- **AVAILABLE DATA**:
□ □ □ □
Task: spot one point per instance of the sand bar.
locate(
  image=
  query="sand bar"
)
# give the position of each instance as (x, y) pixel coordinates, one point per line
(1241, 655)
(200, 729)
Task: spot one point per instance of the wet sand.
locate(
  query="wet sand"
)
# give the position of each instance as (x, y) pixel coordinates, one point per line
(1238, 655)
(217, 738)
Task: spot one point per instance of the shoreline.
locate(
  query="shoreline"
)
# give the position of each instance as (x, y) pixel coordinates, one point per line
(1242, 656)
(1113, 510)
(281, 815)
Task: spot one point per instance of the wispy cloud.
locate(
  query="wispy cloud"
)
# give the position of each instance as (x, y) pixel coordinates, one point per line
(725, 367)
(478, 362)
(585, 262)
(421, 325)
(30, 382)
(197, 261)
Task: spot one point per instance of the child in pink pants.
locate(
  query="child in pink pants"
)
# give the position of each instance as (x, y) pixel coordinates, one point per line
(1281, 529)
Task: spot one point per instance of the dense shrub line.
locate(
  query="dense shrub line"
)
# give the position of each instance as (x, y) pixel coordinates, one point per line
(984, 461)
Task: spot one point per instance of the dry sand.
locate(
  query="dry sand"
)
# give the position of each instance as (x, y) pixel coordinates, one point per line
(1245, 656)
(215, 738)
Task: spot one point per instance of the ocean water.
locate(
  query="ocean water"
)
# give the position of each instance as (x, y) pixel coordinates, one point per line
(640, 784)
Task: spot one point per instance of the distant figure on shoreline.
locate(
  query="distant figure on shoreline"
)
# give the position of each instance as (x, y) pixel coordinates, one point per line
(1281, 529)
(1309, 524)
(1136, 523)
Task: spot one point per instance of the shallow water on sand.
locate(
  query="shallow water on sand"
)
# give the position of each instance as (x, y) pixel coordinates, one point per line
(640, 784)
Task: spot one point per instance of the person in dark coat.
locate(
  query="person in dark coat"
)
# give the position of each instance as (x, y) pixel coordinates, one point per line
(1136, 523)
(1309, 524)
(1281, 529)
□ □ □ □
- **EXERCISE GOAL**:
Copy all of the entries above verbatim, from the first line through the last.

- **EXERCISE RESPONSE**:
Task: spot one point per instance of the sand bar.
locate(
  image=
  query="sand bar"
)
# give the position of each instance as (x, y) pixel coordinates, one point per line
(1241, 655)
(200, 729)
Task: spot one point per instance of the wet sand.
locate(
  query="wet sand"
)
# give the position of each instance as (x, y) pixel coordinates, one point per line
(1238, 655)
(217, 738)
Task: spot one point per instance of the shoreline.
locate(
  query="shoreline"
)
# give the position of each instance as (x, y) pixel coordinates, one point per line
(1242, 656)
(1113, 510)
(281, 815)
Task: spot one point per instance of the wispy cloud.
locate(
  query="wispy cloud"
)
# give the position of each instance as (x, y) pixel coordinates, one point per line
(725, 367)
(478, 362)
(585, 262)
(421, 325)
(30, 382)
(197, 261)
Task: spot one point per instance of the child in pink pants.
locate(
  query="child in pink pants"
)
# give the position of each instance as (x, y) pixel coordinates, one point per line
(1281, 529)
Task: spot one point per instance of the dense shrub line.
locate(
  query="dense shrub line"
)
# give the position of each instance as (x, y) pixel coordinates, one point per line
(984, 461)
Task: spot one point per instance of the dry sand.
locate(
  query="dry sand"
)
# give the position of each instance as (x, y) pixel coordinates, one point per line
(1245, 656)
(215, 738)
Task: spot one point per instance of the ocean water.
locate(
  query="ocean water"
)
# give the position of each instance as (x, y) pixel coordinates, one point per line
(640, 784)
Task: spot one point per instance of the distant figure on shoreline.
locate(
  query="distant figure on shoreline"
)
# give the position of each instance as (x, y) pixel coordinates, one point per line
(1281, 529)
(1309, 524)
(1136, 523)
Task: spot one point per instance of the shallow water on sand.
locate(
  query="shallow water on sand"
)
# give the position of each instance as (x, y) pixel coordinates, one point per line
(640, 784)
Task: spot one point per instance of the person in dark coat.
locate(
  query="person in dark coat"
)
# give the position of each instance as (x, y) pixel coordinates, one point per line
(1136, 523)
(1309, 524)
(1281, 529)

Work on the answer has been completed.